Given request:
Transcribe each line of the records below exactly, excluding any embedded images.

>> start Provided records

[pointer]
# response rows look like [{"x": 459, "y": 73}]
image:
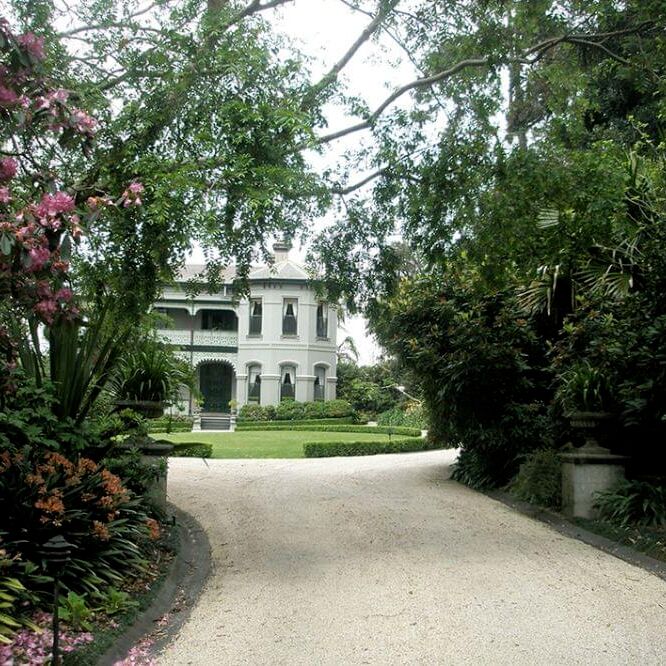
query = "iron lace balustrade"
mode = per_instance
[
  {"x": 287, "y": 391},
  {"x": 254, "y": 393},
  {"x": 289, "y": 325}
]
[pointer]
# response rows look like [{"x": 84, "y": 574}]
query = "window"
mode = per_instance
[
  {"x": 322, "y": 320},
  {"x": 290, "y": 316},
  {"x": 254, "y": 384},
  {"x": 320, "y": 383},
  {"x": 219, "y": 320},
  {"x": 256, "y": 312},
  {"x": 288, "y": 383}
]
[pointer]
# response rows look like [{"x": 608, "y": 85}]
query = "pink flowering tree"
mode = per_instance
[{"x": 41, "y": 216}]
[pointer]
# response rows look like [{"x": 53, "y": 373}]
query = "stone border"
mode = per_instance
[
  {"x": 178, "y": 592},
  {"x": 563, "y": 526}
]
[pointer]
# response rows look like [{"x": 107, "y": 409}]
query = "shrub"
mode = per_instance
[
  {"x": 640, "y": 503},
  {"x": 378, "y": 430},
  {"x": 274, "y": 425},
  {"x": 395, "y": 445},
  {"x": 45, "y": 494},
  {"x": 192, "y": 450},
  {"x": 414, "y": 417},
  {"x": 539, "y": 480}
]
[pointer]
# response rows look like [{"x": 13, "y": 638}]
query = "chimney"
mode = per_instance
[{"x": 281, "y": 251}]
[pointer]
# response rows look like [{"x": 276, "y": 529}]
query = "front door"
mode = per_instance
[{"x": 215, "y": 384}]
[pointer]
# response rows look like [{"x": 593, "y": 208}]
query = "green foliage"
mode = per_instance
[
  {"x": 413, "y": 417},
  {"x": 634, "y": 503},
  {"x": 114, "y": 602},
  {"x": 395, "y": 445},
  {"x": 151, "y": 372},
  {"x": 291, "y": 410},
  {"x": 75, "y": 611},
  {"x": 539, "y": 479},
  {"x": 192, "y": 450}
]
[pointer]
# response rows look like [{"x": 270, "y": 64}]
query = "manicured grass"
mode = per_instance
[{"x": 268, "y": 444}]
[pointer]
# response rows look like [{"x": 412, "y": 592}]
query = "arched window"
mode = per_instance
[
  {"x": 320, "y": 382},
  {"x": 288, "y": 382},
  {"x": 254, "y": 384}
]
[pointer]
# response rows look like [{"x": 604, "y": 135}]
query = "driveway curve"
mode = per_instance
[{"x": 384, "y": 560}]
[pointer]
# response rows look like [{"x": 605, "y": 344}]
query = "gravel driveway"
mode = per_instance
[{"x": 383, "y": 560}]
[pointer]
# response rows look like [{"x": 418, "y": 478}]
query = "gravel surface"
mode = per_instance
[{"x": 383, "y": 560}]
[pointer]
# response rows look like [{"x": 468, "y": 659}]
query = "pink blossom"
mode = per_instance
[
  {"x": 38, "y": 257},
  {"x": 64, "y": 294},
  {"x": 8, "y": 167},
  {"x": 33, "y": 45},
  {"x": 7, "y": 96}
]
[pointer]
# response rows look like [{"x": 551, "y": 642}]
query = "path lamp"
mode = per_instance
[{"x": 56, "y": 552}]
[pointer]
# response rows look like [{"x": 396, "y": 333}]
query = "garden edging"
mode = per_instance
[
  {"x": 559, "y": 523},
  {"x": 178, "y": 591}
]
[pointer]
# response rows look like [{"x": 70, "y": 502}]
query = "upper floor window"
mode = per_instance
[
  {"x": 219, "y": 320},
  {"x": 256, "y": 313},
  {"x": 288, "y": 382},
  {"x": 254, "y": 384},
  {"x": 290, "y": 316},
  {"x": 322, "y": 320},
  {"x": 320, "y": 383}
]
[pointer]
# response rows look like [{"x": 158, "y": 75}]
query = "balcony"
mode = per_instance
[{"x": 183, "y": 338}]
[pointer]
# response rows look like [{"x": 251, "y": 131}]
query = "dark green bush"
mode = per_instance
[
  {"x": 539, "y": 480},
  {"x": 377, "y": 430},
  {"x": 634, "y": 503},
  {"x": 395, "y": 445},
  {"x": 192, "y": 450}
]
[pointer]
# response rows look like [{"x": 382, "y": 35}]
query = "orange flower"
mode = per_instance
[
  {"x": 100, "y": 531},
  {"x": 153, "y": 528}
]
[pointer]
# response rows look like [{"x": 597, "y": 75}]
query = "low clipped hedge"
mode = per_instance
[
  {"x": 286, "y": 425},
  {"x": 395, "y": 445},
  {"x": 292, "y": 410},
  {"x": 178, "y": 424},
  {"x": 192, "y": 450},
  {"x": 378, "y": 430}
]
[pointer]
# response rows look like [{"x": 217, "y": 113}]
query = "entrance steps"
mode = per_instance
[{"x": 215, "y": 421}]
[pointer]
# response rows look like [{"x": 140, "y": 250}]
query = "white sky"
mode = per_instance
[{"x": 324, "y": 30}]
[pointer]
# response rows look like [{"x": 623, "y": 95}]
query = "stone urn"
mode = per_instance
[
  {"x": 590, "y": 469},
  {"x": 154, "y": 456}
]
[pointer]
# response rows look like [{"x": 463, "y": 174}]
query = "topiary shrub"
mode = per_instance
[
  {"x": 634, "y": 503},
  {"x": 394, "y": 445},
  {"x": 192, "y": 450},
  {"x": 539, "y": 480}
]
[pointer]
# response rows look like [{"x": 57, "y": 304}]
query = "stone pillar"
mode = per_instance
[
  {"x": 305, "y": 388},
  {"x": 270, "y": 389},
  {"x": 586, "y": 472},
  {"x": 331, "y": 388},
  {"x": 241, "y": 390}
]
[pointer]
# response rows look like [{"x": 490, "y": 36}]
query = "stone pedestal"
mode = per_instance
[{"x": 586, "y": 472}]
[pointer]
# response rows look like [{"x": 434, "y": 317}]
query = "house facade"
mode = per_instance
[{"x": 280, "y": 342}]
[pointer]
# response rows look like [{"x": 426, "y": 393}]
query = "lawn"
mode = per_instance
[{"x": 266, "y": 443}]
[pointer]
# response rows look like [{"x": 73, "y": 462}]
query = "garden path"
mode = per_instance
[{"x": 383, "y": 560}]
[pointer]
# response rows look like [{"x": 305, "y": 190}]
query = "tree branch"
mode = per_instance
[{"x": 536, "y": 52}]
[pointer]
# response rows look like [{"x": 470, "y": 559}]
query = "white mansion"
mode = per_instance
[{"x": 280, "y": 342}]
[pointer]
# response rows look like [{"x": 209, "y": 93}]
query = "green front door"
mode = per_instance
[{"x": 215, "y": 385}]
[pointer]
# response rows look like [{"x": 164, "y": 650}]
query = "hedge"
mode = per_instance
[
  {"x": 395, "y": 445},
  {"x": 292, "y": 410},
  {"x": 262, "y": 425},
  {"x": 378, "y": 430},
  {"x": 192, "y": 450}
]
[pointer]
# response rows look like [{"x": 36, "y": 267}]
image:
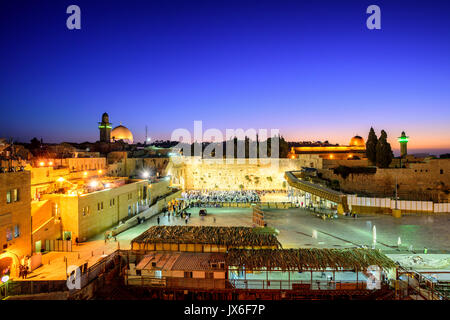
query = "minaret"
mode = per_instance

>> end Provided records

Answer in full:
[pointer]
# response rows look like [{"x": 459, "y": 73}]
image:
query = "iron lace balustrade"
mode = per_instance
[
  {"x": 287, "y": 391},
  {"x": 254, "y": 393},
  {"x": 289, "y": 325}
]
[pointer]
# response rows look like [{"x": 84, "y": 574}]
query = "window"
mode = per_instance
[
  {"x": 322, "y": 320},
  {"x": 290, "y": 316},
  {"x": 254, "y": 384},
  {"x": 320, "y": 383},
  {"x": 219, "y": 320},
  {"x": 256, "y": 312},
  {"x": 288, "y": 383}
]
[pointer]
# response rows look like [{"x": 608, "y": 85}]
query = "pink flowering tree"
mode = per_instance
[{"x": 41, "y": 216}]
[pointer]
# response rows look like [{"x": 53, "y": 373}]
query = "stone border"
mode = per_instance
[
  {"x": 178, "y": 592},
  {"x": 563, "y": 526}
]
[pointer]
# response rows look like [{"x": 107, "y": 409}]
query = "shrub"
mode = per_instance
[
  {"x": 640, "y": 503},
  {"x": 378, "y": 430},
  {"x": 274, "y": 425},
  {"x": 395, "y": 445},
  {"x": 45, "y": 494},
  {"x": 192, "y": 450},
  {"x": 414, "y": 417},
  {"x": 539, "y": 480}
]
[pointer]
# response rows look like [{"x": 13, "y": 638}]
query = "chimney"
mode = per_instance
[{"x": 281, "y": 251}]
[pointer]
# response rows look like [{"x": 276, "y": 529}]
query = "front door"
mode = per_instance
[{"x": 215, "y": 384}]
[pointer]
# response rows look like [{"x": 593, "y": 208}]
query = "green foliage"
mode = per_instance
[
  {"x": 413, "y": 417},
  {"x": 634, "y": 503},
  {"x": 114, "y": 602},
  {"x": 395, "y": 445},
  {"x": 151, "y": 372},
  {"x": 291, "y": 410},
  {"x": 75, "y": 611},
  {"x": 539, "y": 479},
  {"x": 192, "y": 450}
]
[pointer]
# response rows look like [{"x": 270, "y": 64}]
query = "manicured grass"
mode = per_instance
[{"x": 268, "y": 444}]
[pointer]
# response rows look like [{"x": 412, "y": 592}]
query = "arched window"
mode = per_instance
[
  {"x": 320, "y": 382},
  {"x": 288, "y": 382},
  {"x": 254, "y": 384}
]
[pointer]
# response rows look like [{"x": 604, "y": 135}]
query = "driveway curve"
mode = per_instance
[{"x": 384, "y": 560}]
[pointer]
# response rows look like [{"x": 605, "y": 344}]
query = "gravel driveway"
mode = per_instance
[{"x": 383, "y": 560}]
[pointer]
# response rows look like [{"x": 418, "y": 478}]
query = "gravel surface"
mode = per_instance
[{"x": 383, "y": 560}]
[pointer]
# response rows look like [{"x": 468, "y": 659}]
query = "pink blossom"
mode = per_instance
[
  {"x": 38, "y": 257},
  {"x": 64, "y": 294},
  {"x": 8, "y": 167},
  {"x": 33, "y": 45},
  {"x": 7, "y": 96}
]
[pointer]
# response rows look like [{"x": 551, "y": 642}]
query = "path lamp"
mode = per_instance
[{"x": 56, "y": 552}]
[pointer]
# response rows look like [{"x": 396, "y": 333}]
query = "garden edging"
mode = per_instance
[
  {"x": 559, "y": 523},
  {"x": 178, "y": 591}
]
[pointer]
# response rows look like [{"x": 70, "y": 502}]
query = "upper floor window"
mode = per_instance
[
  {"x": 219, "y": 320},
  {"x": 256, "y": 313},
  {"x": 288, "y": 382},
  {"x": 254, "y": 384},
  {"x": 290, "y": 316},
  {"x": 322, "y": 320},
  {"x": 320, "y": 383}
]
[pointer]
# response rows look like [{"x": 158, "y": 75}]
query = "balcony"
mode = per_instance
[{"x": 183, "y": 338}]
[pointer]
# response rows look like [{"x": 251, "y": 131}]
query = "dark green bush"
mode = per_instance
[
  {"x": 539, "y": 480},
  {"x": 377, "y": 430},
  {"x": 634, "y": 503},
  {"x": 395, "y": 445},
  {"x": 192, "y": 450}
]
[pointer]
# response rows look like [{"x": 382, "y": 35}]
query = "orange flower"
mode = per_instance
[
  {"x": 100, "y": 531},
  {"x": 153, "y": 528}
]
[pointer]
# response rows look like [{"x": 597, "y": 75}]
query = "low clipped hedge"
mode = per_instance
[
  {"x": 286, "y": 425},
  {"x": 395, "y": 445},
  {"x": 292, "y": 410},
  {"x": 178, "y": 424},
  {"x": 192, "y": 450},
  {"x": 378, "y": 430}
]
[pointer]
# response rows look like [{"x": 217, "y": 113}]
query = "entrance steps"
mode = per_instance
[{"x": 215, "y": 421}]
[pointer]
# response rows look like [{"x": 140, "y": 250}]
query = "white sky"
mode = per_instance
[{"x": 324, "y": 30}]
[pointer]
# response rows look like [{"x": 623, "y": 95}]
query = "stone urn"
mode = per_instance
[
  {"x": 590, "y": 469},
  {"x": 154, "y": 456}
]
[pointer]
# response rows look like [{"x": 463, "y": 174}]
query = "topiary shrub"
mode = per_instance
[
  {"x": 634, "y": 503},
  {"x": 394, "y": 445},
  {"x": 192, "y": 450},
  {"x": 539, "y": 480}
]
[pointer]
# response rows look like [{"x": 57, "y": 304}]
query = "stone pillar"
mode = per_instance
[
  {"x": 305, "y": 388},
  {"x": 270, "y": 389},
  {"x": 586, "y": 472},
  {"x": 331, "y": 388},
  {"x": 241, "y": 390}
]
[pointer]
# response rows look like [{"x": 490, "y": 36}]
query = "stone pedestal"
mode = per_instance
[{"x": 586, "y": 472}]
[pointer]
# response rows look like [{"x": 434, "y": 317}]
query = "house facade"
mode = per_instance
[{"x": 280, "y": 342}]
[pointer]
# response rows look like [{"x": 426, "y": 393}]
query = "lawn"
mode = per_instance
[{"x": 266, "y": 443}]
[pointer]
# response rows look like [{"x": 73, "y": 462}]
query = "garden path"
mode = per_instance
[{"x": 383, "y": 560}]
[pointer]
# response rows look like [{"x": 305, "y": 190}]
query = "tree branch"
mode = per_instance
[{"x": 536, "y": 52}]
[pointer]
# response rows look like [{"x": 470, "y": 559}]
query = "white mansion"
mode = per_instance
[{"x": 280, "y": 342}]
[pointer]
# response rows look like [{"x": 209, "y": 93}]
query = "green front door"
mode = per_instance
[{"x": 215, "y": 385}]
[pointer]
# response rows look like [{"x": 164, "y": 650}]
query = "hedge"
mode = per_instance
[
  {"x": 395, "y": 445},
  {"x": 292, "y": 410},
  {"x": 262, "y": 425},
  {"x": 378, "y": 430},
  {"x": 192, "y": 450}
]
[pointer]
# response rows look like [{"x": 36, "y": 267}]
image:
query = "minaret"
mode = per_instance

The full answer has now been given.